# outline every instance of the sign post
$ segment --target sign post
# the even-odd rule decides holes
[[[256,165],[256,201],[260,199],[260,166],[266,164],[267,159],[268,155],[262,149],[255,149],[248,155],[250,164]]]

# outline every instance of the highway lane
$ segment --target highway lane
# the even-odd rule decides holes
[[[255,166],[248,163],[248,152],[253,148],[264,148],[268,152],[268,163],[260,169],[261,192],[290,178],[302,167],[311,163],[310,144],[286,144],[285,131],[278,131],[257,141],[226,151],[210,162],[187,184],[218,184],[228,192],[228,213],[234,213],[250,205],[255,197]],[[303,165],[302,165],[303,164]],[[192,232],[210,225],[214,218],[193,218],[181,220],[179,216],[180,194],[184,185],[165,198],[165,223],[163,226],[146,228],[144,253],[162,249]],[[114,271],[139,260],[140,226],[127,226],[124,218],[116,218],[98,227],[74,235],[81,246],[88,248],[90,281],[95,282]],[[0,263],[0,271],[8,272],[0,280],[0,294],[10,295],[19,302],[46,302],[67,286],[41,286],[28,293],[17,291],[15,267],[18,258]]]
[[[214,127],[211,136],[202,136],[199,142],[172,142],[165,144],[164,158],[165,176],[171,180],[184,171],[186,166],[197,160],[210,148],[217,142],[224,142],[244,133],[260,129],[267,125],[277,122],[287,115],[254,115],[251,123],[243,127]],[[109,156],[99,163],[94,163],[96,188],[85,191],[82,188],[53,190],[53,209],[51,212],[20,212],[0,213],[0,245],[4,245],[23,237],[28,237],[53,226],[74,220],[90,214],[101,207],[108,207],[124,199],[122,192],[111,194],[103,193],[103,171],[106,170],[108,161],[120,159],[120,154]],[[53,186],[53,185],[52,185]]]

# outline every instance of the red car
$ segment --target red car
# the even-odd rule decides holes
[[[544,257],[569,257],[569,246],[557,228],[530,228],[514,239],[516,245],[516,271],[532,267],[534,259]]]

* * * * * * *

> **WHAT IS EXPECTED**
Copy every one of the rows above verbatim, line for line.

> **RESULT OF THIS EXERCISE**
# outline every instance of the sign post
$ segment --target sign post
# the even-odd rule decides holes
[[[256,165],[256,201],[260,199],[260,166],[266,164],[267,159],[268,155],[262,149],[255,149],[248,155],[250,164]]]

# outline every instance of the highway lane
$ segment --target highway lane
# the even-odd rule decides holes
[[[255,166],[248,163],[248,152],[253,148],[264,148],[268,152],[268,163],[260,169],[261,192],[290,178],[302,167],[311,163],[310,144],[286,144],[285,131],[278,131],[257,141],[226,151],[210,162],[187,184],[218,184],[228,192],[228,213],[234,213],[250,205],[255,197]],[[303,165],[302,165],[303,164]],[[192,232],[210,225],[214,218],[193,218],[181,220],[179,216],[180,194],[184,185],[165,198],[165,223],[163,226],[146,228],[144,253],[162,249]],[[114,271],[139,260],[140,226],[127,226],[124,218],[116,218],[98,227],[74,235],[81,246],[88,248],[90,281],[95,282]],[[0,263],[0,271],[8,272],[0,280],[0,294],[10,295],[19,302],[46,302],[67,286],[41,286],[28,293],[17,291],[15,267],[18,258]]]
[[[214,127],[211,136],[202,136],[199,142],[172,142],[165,144],[164,158],[165,176],[171,180],[184,171],[186,166],[197,160],[210,148],[217,142],[224,142],[244,133],[260,129],[267,125],[277,122],[287,115],[254,115],[251,123],[243,127]],[[109,156],[99,163],[94,163],[96,188],[85,191],[82,188],[53,190],[53,209],[51,212],[20,212],[0,213],[0,245],[4,245],[23,237],[28,237],[53,226],[74,220],[90,214],[101,207],[108,207],[124,199],[122,192],[111,194],[103,193],[103,171],[106,170],[108,161],[120,159],[120,154]],[[53,186],[53,185],[52,185]]]

# outline every instance of the red car
$ segment --target red car
# the even-odd rule decides holes
[[[544,257],[569,257],[569,246],[557,228],[530,228],[514,239],[516,245],[516,271],[532,267],[534,259]]]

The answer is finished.